• To do: Write out the path manipulation article again, starting at the words "One of the things" and ending after "presented to the routing table.". Replace "administrator" with "operator".
** Start of Article **
Teach Me How to Route

Essential Constructs: Path Manipulation

One of the things that I think is key from separating a good network engineer from a great network enginner is their ability to control the paths which data travels.
As we all know, each routing protocol has built-in best path algorithms, but sometimes, these just aren’t enough. There may be many reasons for an administrator to need to override these routing protocols, in order to do this, you must understand the best path calculation for each routing protocol.

Understanding Best-Path Selection

Key to understanding which route will be installed in the routing table, is understanding how each routing protocol will select it’s candidate to be presented to the routing table.
Once routes are presented from the routing process, to the routing table, the router will select the route with the lowest administrative distance to be installed into the routing table.
[table id=2 /]
Once a route is installed into the routing table, the router will evaluate whether there are any routing policies installed. If a policy based route (PBR) is installed, the router will forward traffic based on that policy. If there is no PBR, the router will forward traffic out the route which has the most specific prefix.
We have two considerations for path manipulation:

  1. How our router will forward packets.
  2. How adjacent routers will forward packets.

The easiest part is manipulating how our router will forward packets, the two simplest ways to do this are via PBR and route-maps. After we configure our path manipulation, we have to consider how we want other routers in the topology to forward our traffic. The easiest way to do this is to place route-maps on our outbound routes. In the future, I may start begin referring to routes as NLRI (network layer reach ability information), but mostly just when talking about BGP.
** End of Article **
** Start of Given information **
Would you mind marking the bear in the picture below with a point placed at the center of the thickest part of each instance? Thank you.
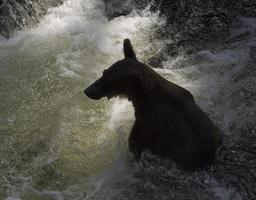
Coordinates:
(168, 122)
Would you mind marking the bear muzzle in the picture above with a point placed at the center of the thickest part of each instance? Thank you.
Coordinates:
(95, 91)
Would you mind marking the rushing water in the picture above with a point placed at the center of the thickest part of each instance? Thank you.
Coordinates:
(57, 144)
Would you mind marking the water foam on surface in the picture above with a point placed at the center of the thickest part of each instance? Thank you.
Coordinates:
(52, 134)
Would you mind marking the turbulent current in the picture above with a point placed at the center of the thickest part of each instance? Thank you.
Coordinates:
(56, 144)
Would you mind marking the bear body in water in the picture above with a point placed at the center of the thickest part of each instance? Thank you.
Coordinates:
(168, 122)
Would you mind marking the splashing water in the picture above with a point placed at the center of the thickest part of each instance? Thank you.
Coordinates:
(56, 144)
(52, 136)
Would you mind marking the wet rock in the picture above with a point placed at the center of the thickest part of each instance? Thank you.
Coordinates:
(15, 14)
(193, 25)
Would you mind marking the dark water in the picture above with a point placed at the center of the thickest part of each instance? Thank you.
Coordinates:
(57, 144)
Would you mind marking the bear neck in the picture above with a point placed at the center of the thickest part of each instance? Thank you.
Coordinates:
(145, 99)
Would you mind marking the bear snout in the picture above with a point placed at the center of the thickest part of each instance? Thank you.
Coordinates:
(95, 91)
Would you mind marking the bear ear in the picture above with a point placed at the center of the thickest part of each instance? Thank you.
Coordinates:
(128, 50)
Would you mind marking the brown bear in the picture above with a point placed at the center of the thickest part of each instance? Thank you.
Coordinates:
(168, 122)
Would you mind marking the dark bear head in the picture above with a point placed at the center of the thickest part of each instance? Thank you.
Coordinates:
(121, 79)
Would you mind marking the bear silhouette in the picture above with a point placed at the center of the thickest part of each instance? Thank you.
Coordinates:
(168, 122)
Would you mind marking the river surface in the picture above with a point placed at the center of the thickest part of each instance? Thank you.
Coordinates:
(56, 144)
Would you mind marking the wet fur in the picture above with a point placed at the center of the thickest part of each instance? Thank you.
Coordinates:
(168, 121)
** End of Given information **
** Start of Given information **
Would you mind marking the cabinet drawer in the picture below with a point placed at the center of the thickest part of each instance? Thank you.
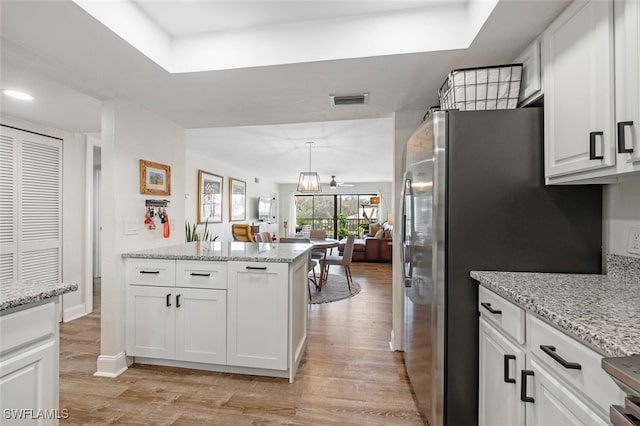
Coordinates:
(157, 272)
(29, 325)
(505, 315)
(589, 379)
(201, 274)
** End of Given information **
• Result of the exercise:
One of the things that I think is key from separating a good network engineer from a great network enginner is their ability to control the paths which data travels.
As we all know, each routing protocol has built-in best path algorithms, but sometimes, these just aren’t enough. There may be many reasons for an operator to need to override these routing protocols, in order to do this, you must understand the best path calculation for each routing protocol.

Understanding Best-Path Selection

Key to understanding which route will be installed in the routing table, is understanding how each routing protocol will select it’s candidate to be presented to the routing table.